_Exercise details:_ Starting with the line that contains "the dog's black", reproduce each line through the end of the entries exactly as written.
start
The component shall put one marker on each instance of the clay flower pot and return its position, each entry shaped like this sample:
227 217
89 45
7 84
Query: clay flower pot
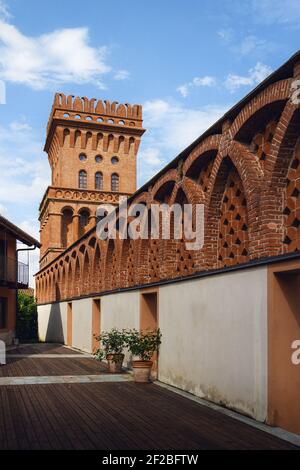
115 362
142 371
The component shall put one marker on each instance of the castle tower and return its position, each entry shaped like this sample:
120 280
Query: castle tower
92 148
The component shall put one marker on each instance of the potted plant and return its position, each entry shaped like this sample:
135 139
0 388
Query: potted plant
143 344
112 344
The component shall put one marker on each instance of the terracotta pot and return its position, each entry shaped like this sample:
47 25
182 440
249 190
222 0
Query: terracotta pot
115 362
142 371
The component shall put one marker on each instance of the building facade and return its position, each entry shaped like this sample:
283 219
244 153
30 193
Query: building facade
14 275
92 148
229 312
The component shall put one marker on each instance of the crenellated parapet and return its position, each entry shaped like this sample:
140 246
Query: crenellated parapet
93 112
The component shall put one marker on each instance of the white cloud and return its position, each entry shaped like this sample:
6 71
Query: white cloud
277 11
251 44
61 56
183 90
255 76
24 173
226 35
170 128
4 12
121 75
3 210
206 81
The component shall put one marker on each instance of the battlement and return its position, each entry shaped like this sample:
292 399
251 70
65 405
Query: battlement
93 110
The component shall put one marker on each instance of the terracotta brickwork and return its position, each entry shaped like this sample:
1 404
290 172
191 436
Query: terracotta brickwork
88 144
245 171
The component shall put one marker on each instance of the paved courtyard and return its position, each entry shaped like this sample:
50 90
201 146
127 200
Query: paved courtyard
52 397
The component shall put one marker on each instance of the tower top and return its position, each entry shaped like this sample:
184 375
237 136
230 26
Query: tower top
92 113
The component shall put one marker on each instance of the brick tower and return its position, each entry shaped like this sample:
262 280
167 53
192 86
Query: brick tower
92 148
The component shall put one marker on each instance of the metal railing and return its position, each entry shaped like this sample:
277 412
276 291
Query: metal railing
11 272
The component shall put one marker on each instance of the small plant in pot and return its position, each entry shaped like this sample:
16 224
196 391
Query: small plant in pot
112 344
143 344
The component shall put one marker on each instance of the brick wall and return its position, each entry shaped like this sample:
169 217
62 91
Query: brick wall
247 175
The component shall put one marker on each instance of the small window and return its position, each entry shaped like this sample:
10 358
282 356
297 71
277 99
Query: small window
115 182
84 218
114 160
98 180
3 313
82 179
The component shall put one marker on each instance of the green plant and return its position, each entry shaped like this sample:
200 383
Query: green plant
111 342
143 343
27 325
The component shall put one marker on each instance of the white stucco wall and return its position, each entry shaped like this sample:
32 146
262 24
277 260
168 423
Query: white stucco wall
82 324
214 329
214 340
52 322
121 311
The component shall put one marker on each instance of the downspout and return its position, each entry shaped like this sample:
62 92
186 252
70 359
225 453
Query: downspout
17 251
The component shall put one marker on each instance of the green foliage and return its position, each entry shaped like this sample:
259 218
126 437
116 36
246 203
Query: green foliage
111 342
27 324
140 343
143 343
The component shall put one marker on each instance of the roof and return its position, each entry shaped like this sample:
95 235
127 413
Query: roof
18 233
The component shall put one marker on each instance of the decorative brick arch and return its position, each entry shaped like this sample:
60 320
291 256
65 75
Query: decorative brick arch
210 144
169 178
281 198
277 91
217 201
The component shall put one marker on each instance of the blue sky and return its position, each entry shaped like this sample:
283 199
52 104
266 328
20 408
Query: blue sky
186 62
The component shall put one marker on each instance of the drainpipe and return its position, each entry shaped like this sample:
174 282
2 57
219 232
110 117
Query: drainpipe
17 251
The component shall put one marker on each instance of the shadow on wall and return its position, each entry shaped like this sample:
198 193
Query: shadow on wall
55 332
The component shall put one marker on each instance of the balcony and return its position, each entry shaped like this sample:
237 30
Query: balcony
12 273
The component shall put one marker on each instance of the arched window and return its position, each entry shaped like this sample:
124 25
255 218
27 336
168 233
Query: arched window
99 180
84 218
115 182
67 233
82 179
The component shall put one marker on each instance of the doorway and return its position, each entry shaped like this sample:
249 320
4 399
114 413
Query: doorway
149 319
69 324
96 323
284 330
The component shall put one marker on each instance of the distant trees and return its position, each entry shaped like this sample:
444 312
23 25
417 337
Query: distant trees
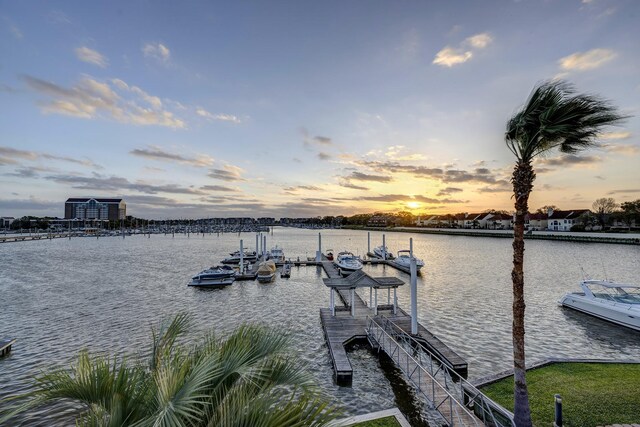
604 207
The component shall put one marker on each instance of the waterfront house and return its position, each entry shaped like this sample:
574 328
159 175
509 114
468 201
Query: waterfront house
563 220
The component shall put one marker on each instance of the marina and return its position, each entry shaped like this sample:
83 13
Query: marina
463 301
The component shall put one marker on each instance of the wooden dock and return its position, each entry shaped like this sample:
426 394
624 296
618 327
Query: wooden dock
5 346
342 329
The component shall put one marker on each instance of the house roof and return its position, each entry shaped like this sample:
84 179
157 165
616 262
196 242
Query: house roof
86 199
568 214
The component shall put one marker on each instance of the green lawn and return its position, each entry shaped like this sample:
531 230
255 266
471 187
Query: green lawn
593 394
381 422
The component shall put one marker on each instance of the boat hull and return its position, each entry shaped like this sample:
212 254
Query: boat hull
617 314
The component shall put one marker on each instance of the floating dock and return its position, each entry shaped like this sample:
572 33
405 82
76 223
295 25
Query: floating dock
347 323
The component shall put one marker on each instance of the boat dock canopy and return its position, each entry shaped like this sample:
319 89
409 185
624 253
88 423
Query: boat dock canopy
360 279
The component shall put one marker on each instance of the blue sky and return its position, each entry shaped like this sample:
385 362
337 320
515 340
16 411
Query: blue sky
200 109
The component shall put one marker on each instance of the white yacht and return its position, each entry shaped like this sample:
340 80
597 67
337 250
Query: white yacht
277 254
403 261
266 271
383 252
347 263
615 302
221 275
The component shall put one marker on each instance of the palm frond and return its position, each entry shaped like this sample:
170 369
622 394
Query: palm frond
555 117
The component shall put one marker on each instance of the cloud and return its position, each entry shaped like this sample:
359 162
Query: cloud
10 154
568 160
622 149
616 135
227 173
359 176
157 153
479 41
219 188
450 56
347 184
91 56
114 183
448 191
220 117
303 187
583 61
322 140
157 51
90 99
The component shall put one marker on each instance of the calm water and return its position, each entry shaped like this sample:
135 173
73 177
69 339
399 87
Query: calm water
60 296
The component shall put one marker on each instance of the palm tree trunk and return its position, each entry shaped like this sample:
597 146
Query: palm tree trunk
522 180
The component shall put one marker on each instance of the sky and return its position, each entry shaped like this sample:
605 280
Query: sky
304 108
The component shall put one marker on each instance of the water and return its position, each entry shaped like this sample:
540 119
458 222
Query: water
60 296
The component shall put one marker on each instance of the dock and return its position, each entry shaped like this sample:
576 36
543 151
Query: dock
347 323
5 346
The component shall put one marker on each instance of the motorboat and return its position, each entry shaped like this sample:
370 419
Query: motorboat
347 263
403 261
285 272
616 302
266 271
382 252
221 275
276 254
234 257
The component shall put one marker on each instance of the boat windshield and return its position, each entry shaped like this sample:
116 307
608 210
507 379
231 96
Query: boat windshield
622 294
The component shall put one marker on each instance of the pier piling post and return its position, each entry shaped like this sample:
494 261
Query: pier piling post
375 304
414 291
241 257
319 253
384 248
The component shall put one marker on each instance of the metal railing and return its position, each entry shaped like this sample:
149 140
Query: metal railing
457 400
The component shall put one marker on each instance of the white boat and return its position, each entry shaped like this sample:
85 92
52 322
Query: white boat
403 261
266 271
221 275
615 302
286 270
382 252
347 263
276 254
235 257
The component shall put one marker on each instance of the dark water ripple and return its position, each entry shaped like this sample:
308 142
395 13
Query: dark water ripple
61 296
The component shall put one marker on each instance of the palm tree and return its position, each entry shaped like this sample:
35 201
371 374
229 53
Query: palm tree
553 117
246 379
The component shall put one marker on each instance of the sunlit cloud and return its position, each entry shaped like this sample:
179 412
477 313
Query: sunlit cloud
157 51
220 117
90 99
227 173
157 153
91 56
583 61
450 56
10 155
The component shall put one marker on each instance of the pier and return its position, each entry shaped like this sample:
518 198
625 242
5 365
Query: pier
347 323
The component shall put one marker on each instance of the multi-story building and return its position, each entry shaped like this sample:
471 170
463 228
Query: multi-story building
95 208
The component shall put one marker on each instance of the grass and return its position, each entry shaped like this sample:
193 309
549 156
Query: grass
593 394
380 422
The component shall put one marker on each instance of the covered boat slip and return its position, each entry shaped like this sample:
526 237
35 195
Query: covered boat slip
345 320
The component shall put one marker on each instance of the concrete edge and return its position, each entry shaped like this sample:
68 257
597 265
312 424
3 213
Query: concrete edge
393 412
490 379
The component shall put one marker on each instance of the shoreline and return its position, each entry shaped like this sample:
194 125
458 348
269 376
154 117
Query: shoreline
633 240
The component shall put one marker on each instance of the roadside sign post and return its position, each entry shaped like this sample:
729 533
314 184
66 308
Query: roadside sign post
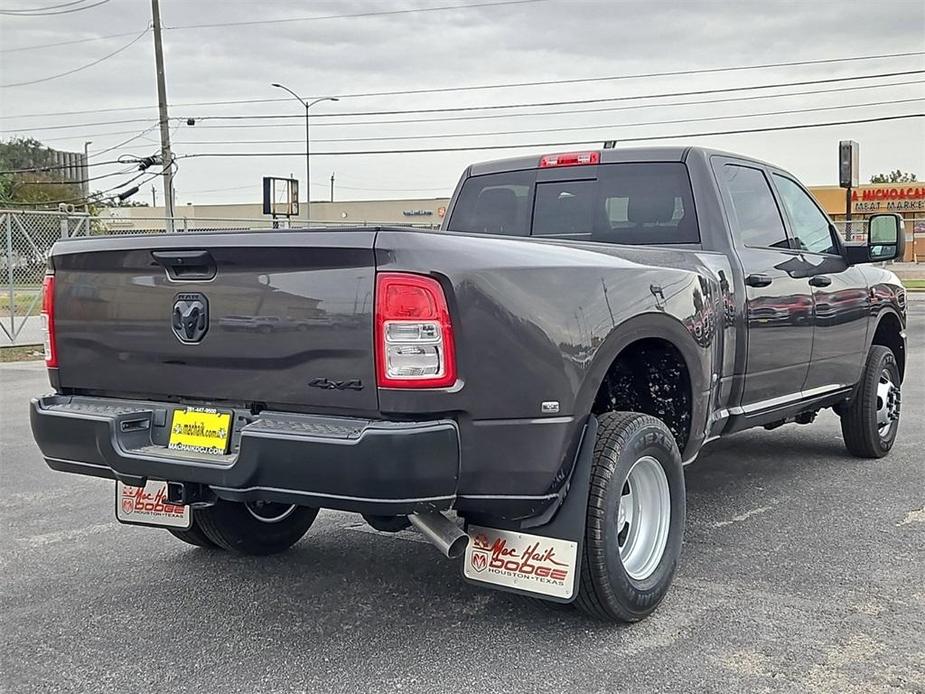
848 156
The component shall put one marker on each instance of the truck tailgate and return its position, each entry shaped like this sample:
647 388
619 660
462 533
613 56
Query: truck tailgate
289 317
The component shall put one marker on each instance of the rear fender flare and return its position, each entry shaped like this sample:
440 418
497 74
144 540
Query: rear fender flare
665 327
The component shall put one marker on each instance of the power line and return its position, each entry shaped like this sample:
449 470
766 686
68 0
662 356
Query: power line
553 144
78 182
48 7
494 116
381 13
506 85
663 95
40 46
607 109
39 13
611 78
566 129
125 142
55 167
513 115
77 69
89 125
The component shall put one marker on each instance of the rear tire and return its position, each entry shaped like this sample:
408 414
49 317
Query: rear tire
635 521
255 529
193 536
870 422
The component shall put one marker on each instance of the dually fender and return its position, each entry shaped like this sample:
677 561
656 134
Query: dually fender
697 352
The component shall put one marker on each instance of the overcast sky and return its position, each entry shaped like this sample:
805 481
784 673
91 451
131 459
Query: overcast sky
452 48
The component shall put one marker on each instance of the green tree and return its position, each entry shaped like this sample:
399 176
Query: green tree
894 177
32 187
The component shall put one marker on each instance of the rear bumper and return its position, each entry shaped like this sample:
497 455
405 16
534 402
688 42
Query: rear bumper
367 466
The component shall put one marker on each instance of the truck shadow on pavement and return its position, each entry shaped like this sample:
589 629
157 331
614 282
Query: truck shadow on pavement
342 574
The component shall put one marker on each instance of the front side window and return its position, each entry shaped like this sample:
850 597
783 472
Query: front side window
809 225
758 220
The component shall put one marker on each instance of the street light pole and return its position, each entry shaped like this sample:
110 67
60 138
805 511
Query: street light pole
308 170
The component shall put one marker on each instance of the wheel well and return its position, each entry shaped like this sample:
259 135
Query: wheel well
649 376
888 334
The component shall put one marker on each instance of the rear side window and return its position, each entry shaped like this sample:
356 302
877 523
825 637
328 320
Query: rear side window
810 227
495 204
758 220
633 203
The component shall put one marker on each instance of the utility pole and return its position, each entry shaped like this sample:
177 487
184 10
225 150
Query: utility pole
86 172
166 156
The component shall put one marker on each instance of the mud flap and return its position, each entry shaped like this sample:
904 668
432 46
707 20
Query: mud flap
545 562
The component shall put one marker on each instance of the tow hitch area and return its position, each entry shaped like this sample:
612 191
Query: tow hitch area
543 563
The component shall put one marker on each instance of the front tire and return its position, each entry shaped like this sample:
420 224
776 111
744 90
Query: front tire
255 529
635 518
870 422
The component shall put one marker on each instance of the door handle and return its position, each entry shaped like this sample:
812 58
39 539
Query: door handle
820 281
758 280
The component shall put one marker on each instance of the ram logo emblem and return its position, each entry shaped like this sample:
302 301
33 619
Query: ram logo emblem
190 318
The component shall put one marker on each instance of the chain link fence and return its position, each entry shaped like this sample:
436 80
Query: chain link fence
27 238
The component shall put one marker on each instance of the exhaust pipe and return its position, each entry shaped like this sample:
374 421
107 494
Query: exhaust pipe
441 532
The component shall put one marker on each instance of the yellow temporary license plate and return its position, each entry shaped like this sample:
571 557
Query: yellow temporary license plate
201 430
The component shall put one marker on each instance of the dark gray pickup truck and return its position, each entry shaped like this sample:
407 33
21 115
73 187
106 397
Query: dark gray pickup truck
544 366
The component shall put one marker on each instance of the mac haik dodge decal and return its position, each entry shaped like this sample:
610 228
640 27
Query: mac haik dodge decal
526 562
148 505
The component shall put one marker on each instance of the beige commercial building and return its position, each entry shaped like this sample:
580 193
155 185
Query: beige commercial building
427 212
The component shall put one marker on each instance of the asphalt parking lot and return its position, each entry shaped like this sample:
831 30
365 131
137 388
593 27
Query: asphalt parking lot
803 570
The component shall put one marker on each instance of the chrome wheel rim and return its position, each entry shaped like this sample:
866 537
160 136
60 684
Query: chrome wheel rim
888 402
643 517
268 511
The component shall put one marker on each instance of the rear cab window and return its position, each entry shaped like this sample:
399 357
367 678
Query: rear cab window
623 203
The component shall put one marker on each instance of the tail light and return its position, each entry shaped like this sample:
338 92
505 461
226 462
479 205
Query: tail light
48 321
414 337
570 159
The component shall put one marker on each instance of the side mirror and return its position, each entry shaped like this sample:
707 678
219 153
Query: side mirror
886 240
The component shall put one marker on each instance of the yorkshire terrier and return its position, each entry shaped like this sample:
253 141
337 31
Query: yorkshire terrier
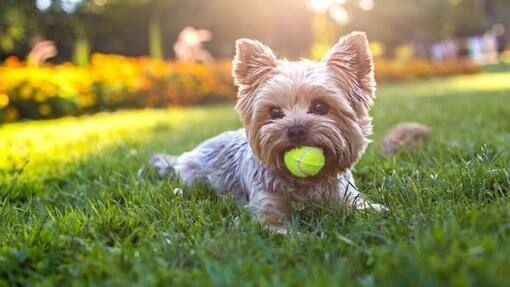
282 105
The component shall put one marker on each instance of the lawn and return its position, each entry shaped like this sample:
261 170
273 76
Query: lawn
80 206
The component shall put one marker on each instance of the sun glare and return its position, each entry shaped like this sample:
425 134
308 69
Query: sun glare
319 6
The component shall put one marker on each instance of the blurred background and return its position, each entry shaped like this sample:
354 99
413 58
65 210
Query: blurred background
70 57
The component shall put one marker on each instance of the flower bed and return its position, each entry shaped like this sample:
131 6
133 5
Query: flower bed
111 82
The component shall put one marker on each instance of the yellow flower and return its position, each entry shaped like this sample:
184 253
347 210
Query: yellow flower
11 114
45 110
4 100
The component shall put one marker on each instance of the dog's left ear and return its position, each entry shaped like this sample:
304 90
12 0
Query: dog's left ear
350 62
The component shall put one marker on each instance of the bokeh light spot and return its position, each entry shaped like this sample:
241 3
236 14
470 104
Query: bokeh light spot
43 4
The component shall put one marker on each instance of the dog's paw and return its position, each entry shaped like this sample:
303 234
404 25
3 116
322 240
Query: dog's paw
163 163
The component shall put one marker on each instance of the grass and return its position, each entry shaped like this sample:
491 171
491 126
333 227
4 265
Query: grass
75 210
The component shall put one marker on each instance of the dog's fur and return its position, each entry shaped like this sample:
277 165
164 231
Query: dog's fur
248 163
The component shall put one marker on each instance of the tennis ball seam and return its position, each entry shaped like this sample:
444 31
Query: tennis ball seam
302 155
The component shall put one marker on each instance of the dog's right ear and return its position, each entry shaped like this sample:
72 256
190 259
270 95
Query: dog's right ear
252 62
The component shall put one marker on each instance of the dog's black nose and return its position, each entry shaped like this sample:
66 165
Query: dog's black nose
297 134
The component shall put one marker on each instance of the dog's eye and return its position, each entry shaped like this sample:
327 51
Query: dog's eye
319 108
275 113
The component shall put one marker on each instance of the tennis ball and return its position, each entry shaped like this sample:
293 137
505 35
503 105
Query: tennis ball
304 161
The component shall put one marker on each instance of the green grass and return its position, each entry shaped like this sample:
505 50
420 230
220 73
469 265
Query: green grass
74 212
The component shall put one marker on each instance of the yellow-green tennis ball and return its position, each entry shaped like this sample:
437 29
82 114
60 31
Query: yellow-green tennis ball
304 161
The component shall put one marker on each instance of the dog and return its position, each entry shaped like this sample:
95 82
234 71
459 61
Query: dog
282 105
end
_Expected output:_
The component shall put one marker on each instance of the dog's black nose and return its position, each entry shaped like this sample:
66 165
Query: dog's black nose
297 134
The component shall put one marker on each instance of the dog's eye and return its position, each entry shaped like this sample:
327 51
Query: dog's eye
319 108
275 113
The component shall put one marker on each instance of the tennis ball and return its position, each entry shaped like this sample:
293 137
505 35
503 105
Query: tennis ball
304 161
The component shall put one marker on each instance of the green grass and return its position, each entry shaped like this sample:
505 50
420 230
220 73
469 265
Query: green grass
74 212
The component shall put one marker on each instance of the yellow-green tennis ball and return its position, each entry shaped like this sample:
437 29
82 114
60 31
Query: yellow-green tennis ball
304 161
The component shall put one marker on each instance of the dog and return its position, each entry shaped like this sample:
95 82
234 71
459 61
Query: dog
282 105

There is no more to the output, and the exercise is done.